▸ Problems:
a: In the excerpt on carbon policy and natural gas, how much does Exxon Mobil expect global demand for gas to grow by 2030?
b: Say whether each statement agrees with the excerpt on carbon policy and natural gas, answering yes or no and quoting the words that decide it: (i) Progress Energy announced it would close coal-fired power plants in favor of natural gas. (ii) Amy Jaffe is a fellow at an institute at Stanford University. (iii) Rex Tillerson made his remarks about natural gas to reporters.

▸ Source excerpt:
Carbon policy spurs action

The emergence of massive supplies of natural gas in the U.S. coincides with the nation's focus on cutting emissions.

The newfound supply and looming climate legislation have been cited by utilities this year as they have shuttered old coal-fired power plants and scrapped plans to build new ones.

Climate legislation would put utilities in the crosshairs, and many are aggressively seeking new fuels like natural gas to minimize the economic hit.

"From the outside view, it does look like this move makes much more sense in a world where there's carbon policy because that ensures a growing market for natural gas," said Amy Jaffe, a fellow at the James A. Baker III Institute for Public Policy at Rice University.

Just this month, Progress Energy became the latest utility to announce that it would close coal-fired power plants in favor of natural gas. Exxon Mobil expects global demand for gas to grow 50 percent by 2030.

"Natural gas is really well-suited to meet that growing power generation demand, both from the standpoint of its lower
environmental impact, but also its capital efficiency and its flexibility," Exxon Mobil Chairman and
CEO Rex Tillerson told analysts.

▸ Excerpted records:
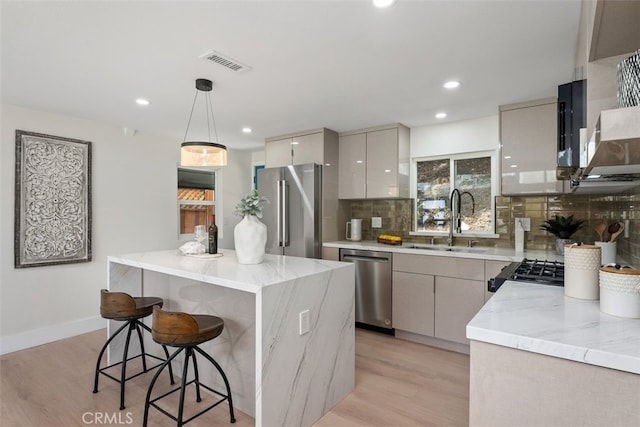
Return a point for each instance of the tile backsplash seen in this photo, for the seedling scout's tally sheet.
(397, 218)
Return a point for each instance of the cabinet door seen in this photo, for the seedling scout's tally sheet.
(332, 254)
(491, 270)
(413, 301)
(352, 152)
(456, 302)
(529, 150)
(308, 149)
(382, 163)
(278, 153)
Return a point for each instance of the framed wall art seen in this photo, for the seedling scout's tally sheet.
(52, 200)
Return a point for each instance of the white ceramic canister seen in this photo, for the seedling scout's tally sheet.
(581, 267)
(354, 230)
(620, 292)
(609, 250)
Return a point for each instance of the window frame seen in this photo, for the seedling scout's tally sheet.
(492, 154)
(216, 203)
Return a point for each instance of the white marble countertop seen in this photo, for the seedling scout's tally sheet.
(541, 319)
(477, 252)
(225, 270)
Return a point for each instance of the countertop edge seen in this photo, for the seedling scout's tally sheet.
(476, 252)
(541, 319)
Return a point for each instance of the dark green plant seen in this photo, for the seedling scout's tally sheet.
(251, 205)
(562, 227)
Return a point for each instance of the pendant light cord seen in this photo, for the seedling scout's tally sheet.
(209, 107)
(190, 116)
(213, 119)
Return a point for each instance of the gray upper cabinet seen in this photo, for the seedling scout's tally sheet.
(528, 141)
(374, 163)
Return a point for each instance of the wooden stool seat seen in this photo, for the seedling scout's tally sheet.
(123, 307)
(178, 329)
(186, 331)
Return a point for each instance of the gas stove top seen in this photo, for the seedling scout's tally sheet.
(537, 271)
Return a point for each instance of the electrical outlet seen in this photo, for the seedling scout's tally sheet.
(304, 322)
(525, 223)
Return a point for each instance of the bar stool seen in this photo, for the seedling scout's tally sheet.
(186, 332)
(123, 307)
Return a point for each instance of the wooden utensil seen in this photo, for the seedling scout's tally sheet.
(619, 231)
(600, 228)
(613, 227)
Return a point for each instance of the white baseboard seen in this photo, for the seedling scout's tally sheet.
(36, 337)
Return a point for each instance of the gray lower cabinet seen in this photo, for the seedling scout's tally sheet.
(413, 302)
(437, 296)
(456, 302)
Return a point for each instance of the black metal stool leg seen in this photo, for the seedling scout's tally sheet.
(142, 352)
(147, 401)
(224, 377)
(123, 374)
(185, 371)
(111, 338)
(197, 377)
(166, 353)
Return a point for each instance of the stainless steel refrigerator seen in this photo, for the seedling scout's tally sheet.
(294, 214)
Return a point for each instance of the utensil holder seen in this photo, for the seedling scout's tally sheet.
(620, 292)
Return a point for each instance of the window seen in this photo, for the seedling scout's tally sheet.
(472, 175)
(197, 199)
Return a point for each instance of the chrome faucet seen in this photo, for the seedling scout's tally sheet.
(454, 202)
(456, 218)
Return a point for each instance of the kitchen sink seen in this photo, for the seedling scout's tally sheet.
(448, 249)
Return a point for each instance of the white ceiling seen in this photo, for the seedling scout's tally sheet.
(343, 65)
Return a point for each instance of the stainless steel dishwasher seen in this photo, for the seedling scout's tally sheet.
(373, 286)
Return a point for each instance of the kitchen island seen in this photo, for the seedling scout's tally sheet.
(540, 358)
(279, 374)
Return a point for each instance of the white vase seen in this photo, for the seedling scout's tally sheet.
(250, 238)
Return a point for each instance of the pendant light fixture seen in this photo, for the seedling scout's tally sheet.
(200, 153)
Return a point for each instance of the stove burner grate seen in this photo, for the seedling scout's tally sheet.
(551, 272)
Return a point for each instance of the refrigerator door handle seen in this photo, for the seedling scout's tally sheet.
(278, 211)
(285, 210)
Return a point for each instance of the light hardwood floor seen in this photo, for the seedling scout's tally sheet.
(398, 383)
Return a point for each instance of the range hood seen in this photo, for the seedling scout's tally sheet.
(612, 156)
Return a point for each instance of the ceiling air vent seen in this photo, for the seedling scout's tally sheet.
(225, 61)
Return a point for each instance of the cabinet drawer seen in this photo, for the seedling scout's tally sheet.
(462, 268)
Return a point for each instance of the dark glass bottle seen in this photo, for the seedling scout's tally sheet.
(213, 236)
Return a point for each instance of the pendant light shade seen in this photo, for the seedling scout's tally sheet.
(203, 153)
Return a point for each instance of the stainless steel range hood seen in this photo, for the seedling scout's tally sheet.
(613, 154)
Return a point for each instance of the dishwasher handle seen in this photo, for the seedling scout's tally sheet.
(348, 258)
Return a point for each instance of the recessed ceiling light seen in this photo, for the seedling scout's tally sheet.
(383, 3)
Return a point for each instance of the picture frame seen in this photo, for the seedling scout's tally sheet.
(52, 221)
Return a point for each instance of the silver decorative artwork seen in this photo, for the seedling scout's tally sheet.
(628, 77)
(52, 200)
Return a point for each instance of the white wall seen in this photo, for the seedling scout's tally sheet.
(134, 209)
(456, 137)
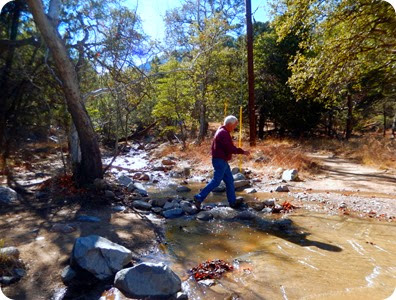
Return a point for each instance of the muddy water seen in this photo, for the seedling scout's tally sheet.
(302, 255)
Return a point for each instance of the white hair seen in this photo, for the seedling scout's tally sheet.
(230, 120)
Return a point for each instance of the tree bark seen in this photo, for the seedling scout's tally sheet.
(91, 164)
(348, 130)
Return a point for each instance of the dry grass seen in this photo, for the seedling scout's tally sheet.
(372, 150)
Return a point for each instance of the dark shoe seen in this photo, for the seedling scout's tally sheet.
(197, 203)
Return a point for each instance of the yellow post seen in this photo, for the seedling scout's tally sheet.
(240, 138)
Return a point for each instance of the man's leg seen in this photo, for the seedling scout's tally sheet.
(230, 188)
(219, 166)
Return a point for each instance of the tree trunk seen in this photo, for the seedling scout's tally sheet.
(91, 164)
(348, 130)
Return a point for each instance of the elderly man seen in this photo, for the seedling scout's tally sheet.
(222, 150)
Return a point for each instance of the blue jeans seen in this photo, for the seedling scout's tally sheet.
(222, 171)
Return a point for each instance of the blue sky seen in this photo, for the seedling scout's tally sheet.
(153, 11)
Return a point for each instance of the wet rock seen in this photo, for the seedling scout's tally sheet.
(204, 216)
(179, 296)
(269, 202)
(68, 274)
(267, 210)
(168, 162)
(100, 184)
(63, 228)
(159, 202)
(235, 171)
(239, 176)
(282, 189)
(118, 208)
(91, 219)
(173, 213)
(19, 273)
(157, 210)
(257, 205)
(99, 256)
(124, 180)
(145, 177)
(109, 194)
(10, 251)
(138, 204)
(8, 195)
(183, 189)
(148, 280)
(187, 208)
(171, 205)
(241, 183)
(245, 216)
(290, 175)
(250, 191)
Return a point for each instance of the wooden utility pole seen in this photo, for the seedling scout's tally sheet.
(252, 113)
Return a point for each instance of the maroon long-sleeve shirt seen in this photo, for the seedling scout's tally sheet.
(222, 145)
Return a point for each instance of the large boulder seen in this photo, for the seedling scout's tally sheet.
(7, 195)
(148, 280)
(99, 256)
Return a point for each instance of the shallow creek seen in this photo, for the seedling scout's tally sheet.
(301, 255)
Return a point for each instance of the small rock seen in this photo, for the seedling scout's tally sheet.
(88, 219)
(68, 274)
(141, 205)
(204, 216)
(251, 191)
(183, 189)
(109, 194)
(125, 180)
(10, 251)
(282, 189)
(290, 175)
(173, 213)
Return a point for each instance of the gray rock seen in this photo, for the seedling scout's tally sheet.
(100, 184)
(109, 194)
(155, 280)
(239, 176)
(204, 216)
(91, 219)
(235, 171)
(183, 189)
(63, 228)
(10, 251)
(220, 189)
(171, 205)
(251, 191)
(241, 183)
(269, 202)
(99, 256)
(157, 210)
(290, 175)
(245, 215)
(19, 273)
(282, 189)
(8, 195)
(173, 213)
(141, 205)
(159, 202)
(125, 180)
(267, 210)
(68, 274)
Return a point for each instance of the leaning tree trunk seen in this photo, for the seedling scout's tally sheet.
(91, 164)
(348, 131)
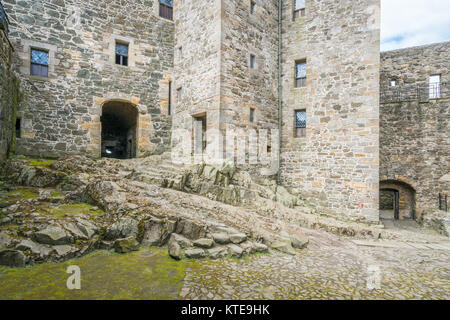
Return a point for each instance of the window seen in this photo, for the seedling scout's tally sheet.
(435, 86)
(122, 54)
(39, 63)
(300, 74)
(169, 108)
(18, 128)
(300, 123)
(179, 94)
(166, 9)
(299, 8)
(252, 61)
(252, 115)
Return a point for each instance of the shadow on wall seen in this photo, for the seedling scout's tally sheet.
(397, 200)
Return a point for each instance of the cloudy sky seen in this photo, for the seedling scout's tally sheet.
(407, 23)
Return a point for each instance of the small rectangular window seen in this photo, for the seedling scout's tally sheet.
(122, 54)
(169, 109)
(252, 61)
(166, 9)
(179, 94)
(39, 63)
(252, 7)
(299, 8)
(300, 74)
(18, 128)
(252, 115)
(300, 123)
(435, 86)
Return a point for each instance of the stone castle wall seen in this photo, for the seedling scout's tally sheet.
(64, 110)
(336, 165)
(414, 131)
(9, 98)
(196, 66)
(243, 87)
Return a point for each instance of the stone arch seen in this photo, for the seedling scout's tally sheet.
(406, 200)
(119, 136)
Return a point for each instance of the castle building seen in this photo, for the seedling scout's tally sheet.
(122, 79)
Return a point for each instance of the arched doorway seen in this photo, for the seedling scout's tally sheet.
(397, 200)
(119, 130)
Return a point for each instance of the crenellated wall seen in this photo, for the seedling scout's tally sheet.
(415, 130)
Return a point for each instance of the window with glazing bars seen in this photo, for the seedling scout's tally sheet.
(122, 54)
(299, 8)
(300, 123)
(39, 63)
(300, 74)
(166, 9)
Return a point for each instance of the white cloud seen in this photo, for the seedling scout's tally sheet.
(407, 23)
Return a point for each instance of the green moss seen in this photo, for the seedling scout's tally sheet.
(40, 162)
(70, 209)
(146, 274)
(18, 194)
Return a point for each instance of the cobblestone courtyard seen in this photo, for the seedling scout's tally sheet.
(330, 268)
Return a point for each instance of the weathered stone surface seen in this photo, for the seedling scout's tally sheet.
(248, 247)
(182, 241)
(195, 253)
(260, 247)
(221, 238)
(12, 258)
(175, 250)
(217, 253)
(126, 245)
(64, 251)
(190, 229)
(5, 240)
(283, 245)
(156, 232)
(53, 235)
(299, 242)
(235, 251)
(238, 238)
(204, 243)
(124, 228)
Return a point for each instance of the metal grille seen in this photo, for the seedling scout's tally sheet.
(166, 9)
(423, 92)
(39, 57)
(300, 119)
(122, 49)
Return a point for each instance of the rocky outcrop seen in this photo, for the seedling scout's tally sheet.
(126, 245)
(12, 258)
(53, 235)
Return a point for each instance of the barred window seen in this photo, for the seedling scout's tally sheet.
(299, 8)
(300, 74)
(39, 63)
(122, 54)
(300, 123)
(166, 9)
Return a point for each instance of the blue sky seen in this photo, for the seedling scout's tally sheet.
(408, 23)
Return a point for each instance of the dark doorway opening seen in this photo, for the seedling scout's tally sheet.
(390, 204)
(119, 130)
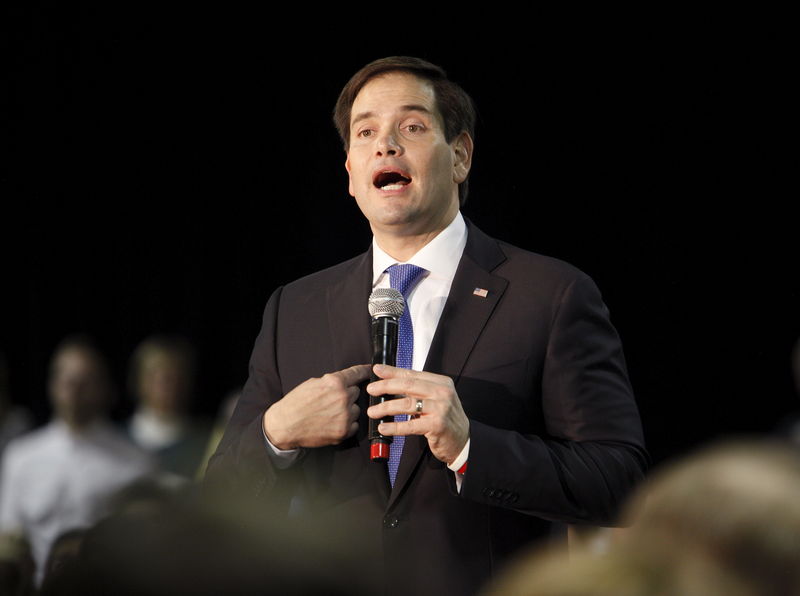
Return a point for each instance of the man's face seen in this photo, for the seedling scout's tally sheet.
(403, 173)
(77, 387)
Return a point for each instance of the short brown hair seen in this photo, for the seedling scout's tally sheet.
(453, 103)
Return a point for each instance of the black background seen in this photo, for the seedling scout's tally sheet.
(169, 167)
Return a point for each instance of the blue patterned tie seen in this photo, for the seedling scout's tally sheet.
(402, 278)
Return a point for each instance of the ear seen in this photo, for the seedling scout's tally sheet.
(349, 176)
(462, 156)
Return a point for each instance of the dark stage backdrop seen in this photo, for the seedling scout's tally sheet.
(169, 169)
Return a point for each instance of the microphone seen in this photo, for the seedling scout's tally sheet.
(386, 306)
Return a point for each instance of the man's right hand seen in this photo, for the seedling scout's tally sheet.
(318, 412)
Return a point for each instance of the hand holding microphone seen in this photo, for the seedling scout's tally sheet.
(386, 306)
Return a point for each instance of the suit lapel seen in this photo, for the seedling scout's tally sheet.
(349, 322)
(464, 316)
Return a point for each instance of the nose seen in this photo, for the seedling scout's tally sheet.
(388, 144)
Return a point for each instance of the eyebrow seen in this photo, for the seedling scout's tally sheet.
(406, 108)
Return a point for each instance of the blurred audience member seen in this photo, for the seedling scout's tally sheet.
(223, 416)
(194, 548)
(724, 521)
(61, 476)
(618, 572)
(14, 420)
(162, 372)
(736, 504)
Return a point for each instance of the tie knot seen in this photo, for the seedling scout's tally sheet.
(403, 277)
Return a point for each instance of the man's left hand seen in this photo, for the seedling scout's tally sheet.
(440, 418)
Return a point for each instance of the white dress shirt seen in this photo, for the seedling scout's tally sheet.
(54, 480)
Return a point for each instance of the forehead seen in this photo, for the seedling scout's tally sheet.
(392, 92)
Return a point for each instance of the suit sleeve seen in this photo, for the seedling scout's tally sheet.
(242, 462)
(592, 453)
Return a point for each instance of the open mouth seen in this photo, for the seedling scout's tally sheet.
(390, 180)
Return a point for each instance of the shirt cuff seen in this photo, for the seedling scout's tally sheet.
(462, 458)
(281, 458)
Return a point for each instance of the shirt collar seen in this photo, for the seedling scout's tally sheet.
(440, 256)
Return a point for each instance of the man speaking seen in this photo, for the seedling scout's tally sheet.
(514, 407)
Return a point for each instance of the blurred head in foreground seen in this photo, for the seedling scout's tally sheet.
(724, 521)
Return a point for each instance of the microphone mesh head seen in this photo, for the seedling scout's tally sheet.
(386, 302)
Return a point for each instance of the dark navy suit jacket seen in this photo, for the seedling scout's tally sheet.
(555, 432)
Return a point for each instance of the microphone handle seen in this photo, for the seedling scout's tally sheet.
(384, 351)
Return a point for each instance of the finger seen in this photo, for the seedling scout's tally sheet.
(355, 374)
(385, 371)
(354, 412)
(352, 394)
(415, 426)
(413, 386)
(392, 407)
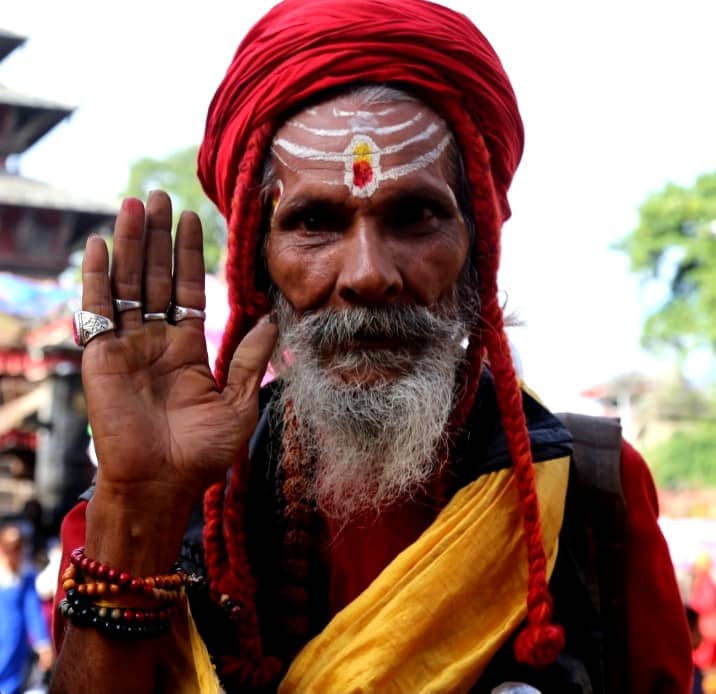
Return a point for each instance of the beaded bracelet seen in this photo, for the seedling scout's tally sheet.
(115, 621)
(80, 562)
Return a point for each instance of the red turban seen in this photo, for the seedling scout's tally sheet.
(300, 50)
(304, 47)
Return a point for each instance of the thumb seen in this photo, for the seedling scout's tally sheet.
(249, 363)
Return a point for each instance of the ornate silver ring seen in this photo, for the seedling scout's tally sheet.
(122, 305)
(179, 313)
(88, 325)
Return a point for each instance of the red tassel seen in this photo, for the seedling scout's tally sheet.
(538, 645)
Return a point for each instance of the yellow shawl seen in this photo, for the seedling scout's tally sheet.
(438, 613)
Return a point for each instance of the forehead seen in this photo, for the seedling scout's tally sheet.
(347, 144)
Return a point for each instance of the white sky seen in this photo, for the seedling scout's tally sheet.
(618, 97)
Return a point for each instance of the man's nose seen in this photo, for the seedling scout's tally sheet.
(369, 273)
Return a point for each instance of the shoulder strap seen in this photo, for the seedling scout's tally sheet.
(596, 466)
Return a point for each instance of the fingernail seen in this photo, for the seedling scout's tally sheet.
(269, 317)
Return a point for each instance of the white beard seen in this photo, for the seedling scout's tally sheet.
(371, 444)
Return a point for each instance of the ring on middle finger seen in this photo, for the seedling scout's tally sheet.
(122, 305)
(179, 313)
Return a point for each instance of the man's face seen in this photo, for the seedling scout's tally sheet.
(364, 212)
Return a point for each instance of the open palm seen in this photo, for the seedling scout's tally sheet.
(159, 421)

▸ Solutions by task:
a: 50 percent

b:
(i) Yes: "Progress Energy became the latest utility to announce that it would close coal-fired power plants in favor of natural gas"
(ii) No: "a fellow at the James A. Baker III Institute for Public Policy at Rice University"
(iii) No: "Rex Tillerson told analysts"